[The problem]:
Repeat each line of the material exactly.

Collection entries
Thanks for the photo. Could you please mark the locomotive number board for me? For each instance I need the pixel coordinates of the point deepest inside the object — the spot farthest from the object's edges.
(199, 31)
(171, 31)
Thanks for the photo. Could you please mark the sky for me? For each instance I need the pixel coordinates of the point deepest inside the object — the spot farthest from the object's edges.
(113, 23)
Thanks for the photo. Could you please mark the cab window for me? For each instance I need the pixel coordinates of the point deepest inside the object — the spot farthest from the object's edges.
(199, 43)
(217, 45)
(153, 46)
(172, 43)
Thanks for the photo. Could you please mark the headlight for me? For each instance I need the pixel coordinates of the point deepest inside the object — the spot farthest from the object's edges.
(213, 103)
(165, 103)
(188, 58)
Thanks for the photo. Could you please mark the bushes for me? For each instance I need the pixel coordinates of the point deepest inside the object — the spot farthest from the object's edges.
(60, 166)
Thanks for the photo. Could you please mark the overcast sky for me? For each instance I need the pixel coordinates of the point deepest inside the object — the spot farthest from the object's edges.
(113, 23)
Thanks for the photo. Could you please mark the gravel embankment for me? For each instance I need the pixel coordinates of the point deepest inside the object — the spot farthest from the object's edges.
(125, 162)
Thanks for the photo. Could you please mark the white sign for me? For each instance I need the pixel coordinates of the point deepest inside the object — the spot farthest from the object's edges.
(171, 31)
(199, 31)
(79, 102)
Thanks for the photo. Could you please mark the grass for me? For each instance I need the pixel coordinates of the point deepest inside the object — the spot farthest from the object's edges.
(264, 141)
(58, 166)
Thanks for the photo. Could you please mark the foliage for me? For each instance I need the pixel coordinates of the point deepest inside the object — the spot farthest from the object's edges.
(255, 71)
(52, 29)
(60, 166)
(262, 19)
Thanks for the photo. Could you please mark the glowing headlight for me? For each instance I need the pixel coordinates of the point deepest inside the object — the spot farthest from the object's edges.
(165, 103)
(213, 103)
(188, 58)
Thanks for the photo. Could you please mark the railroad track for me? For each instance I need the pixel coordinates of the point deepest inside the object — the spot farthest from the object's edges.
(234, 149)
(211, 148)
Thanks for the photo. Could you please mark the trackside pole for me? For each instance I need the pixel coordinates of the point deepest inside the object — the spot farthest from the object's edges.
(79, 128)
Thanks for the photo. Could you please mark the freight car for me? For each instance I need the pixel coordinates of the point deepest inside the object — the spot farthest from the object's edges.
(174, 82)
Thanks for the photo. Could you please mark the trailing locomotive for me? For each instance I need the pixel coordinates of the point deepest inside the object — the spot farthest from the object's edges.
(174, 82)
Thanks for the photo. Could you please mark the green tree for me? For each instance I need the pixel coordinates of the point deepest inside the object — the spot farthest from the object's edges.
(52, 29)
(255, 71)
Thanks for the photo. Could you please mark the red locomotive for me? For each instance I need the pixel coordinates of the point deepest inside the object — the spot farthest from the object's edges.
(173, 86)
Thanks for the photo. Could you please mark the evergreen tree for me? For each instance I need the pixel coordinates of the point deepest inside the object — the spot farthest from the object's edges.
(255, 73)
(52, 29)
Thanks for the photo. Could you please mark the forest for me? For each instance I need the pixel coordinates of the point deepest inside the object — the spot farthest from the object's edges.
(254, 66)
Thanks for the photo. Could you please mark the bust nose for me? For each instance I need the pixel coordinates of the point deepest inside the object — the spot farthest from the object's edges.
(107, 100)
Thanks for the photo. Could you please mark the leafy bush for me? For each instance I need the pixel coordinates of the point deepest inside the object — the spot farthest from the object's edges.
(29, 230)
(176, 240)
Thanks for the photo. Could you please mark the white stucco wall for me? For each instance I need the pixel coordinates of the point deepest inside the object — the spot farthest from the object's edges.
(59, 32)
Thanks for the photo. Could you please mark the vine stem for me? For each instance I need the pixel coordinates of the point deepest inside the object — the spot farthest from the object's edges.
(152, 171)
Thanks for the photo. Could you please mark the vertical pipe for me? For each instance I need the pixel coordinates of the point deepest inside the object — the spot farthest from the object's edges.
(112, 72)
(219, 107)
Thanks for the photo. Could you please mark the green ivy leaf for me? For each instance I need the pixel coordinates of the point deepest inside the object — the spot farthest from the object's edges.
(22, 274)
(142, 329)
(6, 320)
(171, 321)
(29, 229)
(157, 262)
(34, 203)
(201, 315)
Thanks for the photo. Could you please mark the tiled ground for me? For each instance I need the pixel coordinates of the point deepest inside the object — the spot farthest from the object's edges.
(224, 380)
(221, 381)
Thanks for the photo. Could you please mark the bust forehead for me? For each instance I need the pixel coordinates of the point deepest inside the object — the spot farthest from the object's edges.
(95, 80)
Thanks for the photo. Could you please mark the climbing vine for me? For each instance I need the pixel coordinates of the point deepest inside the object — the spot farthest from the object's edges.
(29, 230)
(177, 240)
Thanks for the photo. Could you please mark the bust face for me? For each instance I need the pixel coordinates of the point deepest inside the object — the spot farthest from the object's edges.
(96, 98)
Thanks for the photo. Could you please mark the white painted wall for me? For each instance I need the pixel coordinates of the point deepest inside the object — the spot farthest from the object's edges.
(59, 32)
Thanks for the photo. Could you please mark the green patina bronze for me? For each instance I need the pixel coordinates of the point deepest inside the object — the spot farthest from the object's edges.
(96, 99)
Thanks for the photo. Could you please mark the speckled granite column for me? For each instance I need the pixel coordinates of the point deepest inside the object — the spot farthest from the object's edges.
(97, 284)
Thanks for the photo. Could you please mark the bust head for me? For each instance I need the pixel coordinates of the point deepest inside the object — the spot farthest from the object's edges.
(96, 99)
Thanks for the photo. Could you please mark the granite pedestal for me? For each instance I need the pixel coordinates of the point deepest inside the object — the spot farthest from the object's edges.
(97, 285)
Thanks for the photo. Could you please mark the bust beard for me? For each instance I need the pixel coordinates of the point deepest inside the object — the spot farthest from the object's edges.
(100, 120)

[The answer]:
Thanks for the photo. Could you please mark the locomotive number board for me? For each instance I need the pixel coordinates of the point deepest inside the object — the spot farthest from the object's edges.
(199, 31)
(171, 31)
Thanks for the photo. Could you please mark the sky for me? For each instance I need the pixel coordinates of the point deepest inside the object — the spot farthest from the object's edges.
(113, 23)
Thanks for the photo. Could you please mark the cab window for me? For each instance I need the pixel coordinates of the point deepest inside the object — the spot farthest from the object's edges.
(199, 43)
(217, 45)
(153, 46)
(172, 43)
Thanks for the photo. Could you please mark the headlight for me? For each instance I need the pixel coordinates of the point deepest inside the object — the spot farthest from the object's edges.
(213, 103)
(165, 103)
(188, 58)
Thanks for the photo. Could you please mark the bushes for me? For each instance I need the pixel coordinates of the point deepest inside the object — the spot farthest from the object's edges.
(60, 166)
Thanks for the photo. Could you please mark the overcast sky for me? For each instance I need the pixel coordinates of the point deepest inside the object — the spot farthest from the object's edges.
(113, 23)
Thanks for the photo. Could you please mark the gravel embankment for me? For each instance I need the pixel coordinates of the point deepest inside the object — the spot farthest from the object's edges.
(125, 162)
Thanks for the photo. Could you please mark the white sign for me? For each instance I need the pixel coordinates of the point deepest inside the object — the spot farthest from the object's edges.
(171, 31)
(199, 31)
(79, 102)
Thanks for the photo. Could you please mark the grass for me? For each instance I need the pixel coordinates of the point deepest inside the object — the spot farthest from the object's edges.
(264, 141)
(58, 166)
Thanks for the photo. Could you please mark the foliage for me? For each instance I need the pixel coordinates of the point deepest inside the object — the spot farthest from the object's edges.
(255, 71)
(52, 29)
(60, 166)
(262, 19)
Thanks for the photo. Could you please mark the glowing headlight for me? For each instance I need the pixel coordinates of the point deepest inside the object — the spot farthest from the object's edges.
(165, 103)
(213, 103)
(188, 58)
Thanks for the photo. Could you please mark the railroad track for me? For each instance I need the pixel coordinates of the point deepest inside the object — the spot farthest from the object's edges.
(234, 149)
(211, 148)
Thanks for the photo. Could you please mark the trackside pole for me? For each instance I need the pixel coordinates of the point deepest inside the object — the spot farthest from the object's edges.
(79, 128)
Thanks for the photo. Could you please mark the freight car for me? For each instance I need the pixel coordinates of the point deepest inside the object — the spot farthest from the object's edges.
(174, 82)
Thanks for the photo. Could you please mark the trailing locomotive for me? For each instance I need the pixel coordinates of the point deepest inside the object — the spot farthest from the object's edges.
(174, 82)
Thanks for the photo. Could you please mark the green tree for me? For each instance I need the pixel coordinates of the point deepest inside the object — the spot farthest from the object's edges.
(52, 29)
(255, 71)
Thanks for the photo. Could you please mark the red locomotive for me? For each instance I need the pixel coordinates of the point deepest inside the object — the spot farthest from the object's edges.
(173, 86)
Thanks for the photo. Could you please mark the evergreen tree for me? For each instance I need the pixel coordinates of the point deepest inside the object — the spot farthest from the object's edges.
(255, 73)
(52, 29)
Thanks for the photo. Could you please mark the forest for me? For each instance I need the pixel coordinates of the point deepest inside the object — the spot farthest from the object's edges.
(254, 66)
Thanks for the photo. Could you please mark the bust nose for me? For each instance I need the pixel coordinates of the point deepest inside the object — the spot farthest from the object's edges.
(107, 100)
Thanks for the photo. Could you please mark the leafy bush for me? For each instance I need the pixel coordinates of the point deepest inside the object — the spot farthest from the object's edges.
(29, 230)
(176, 240)
Thanks for the photo. Could you please mark the white stucco wall for me? For each instance I need the pixel coordinates of the point deepest inside the object — the spot farthest from the object's edges.
(59, 32)
Thanks for the photo. Could you please mark the vine stem for me? For each instance I need the pixel coordinates of the point deepest inside the object — the spot farthest from the object's edges.
(152, 171)
Thanks for the photo. Could you please mark the vertical pipe for me? For each instance I need the pixel coordinates of the point deepest inside the object — the spot farthest from the object's edges.
(112, 72)
(219, 107)
Thanks for the photo. Could you please mark the green ivy leaf for me? For each instance I need the pixel coordinates of the point deepest inside the object — the spot farthest from the object's edges.
(22, 274)
(142, 329)
(6, 320)
(171, 321)
(29, 229)
(157, 262)
(34, 203)
(201, 315)
Thanks for the photo. Could you please mark the tiled ground for me? For each instance I need the pixel coordinates of the point deepest inside the object — the spot farthest from the object's edges.
(224, 380)
(221, 381)
Thanks for the photo. Could you please mark the bust forehead for me? For each instance I need the pixel coordinates of the point deepest inside the object — the spot farthest from the object's edges.
(95, 80)
Thanks for the photo. Could you please mark the climbing vine for me? For each instance I need the pixel coordinates of the point deepest inside the object — the spot farthest from the object's edges.
(29, 230)
(177, 240)
Thanks for the photo. Could you please mark the bust face for me? For each instance I need the pixel coordinates of the point deepest inside the object — the spot farthest from the object's edges.
(96, 98)
Thanks for the photo. Could you please mark the white painted wall for me? For each instance I need the pixel coordinates of the point deepest inside the object — the spot farthest from the object's edges.
(59, 32)
Thanks for the photo. Could you please mark the green patina bronze for me? For each instance I need the pixel coordinates of the point deepest inside the object — the spot farthest from the object's edges.
(96, 99)
Thanks for the photo. Could you please mark the speckled granite column for me? For each instance I need the pixel coordinates of the point deepest inside the object — the spot farthest from the object's edges.
(97, 284)
Thanks for the photo. Could you please mark the bust head for me? For each instance I need the pixel coordinates of the point deepest inside the object — the spot farthest from the object's edges.
(96, 99)
Thanks for the photo. Could you please mark the granite pedestal for me? For each instance I need the pixel coordinates of the point deepest inside the object — the spot farthest from the object's edges.
(97, 285)
Thanks for the photo. Could you please mark the bust beard for me? For each instance I need the pixel coordinates of the point deepest inside the object — the spot farthest from the object's edges.
(100, 120)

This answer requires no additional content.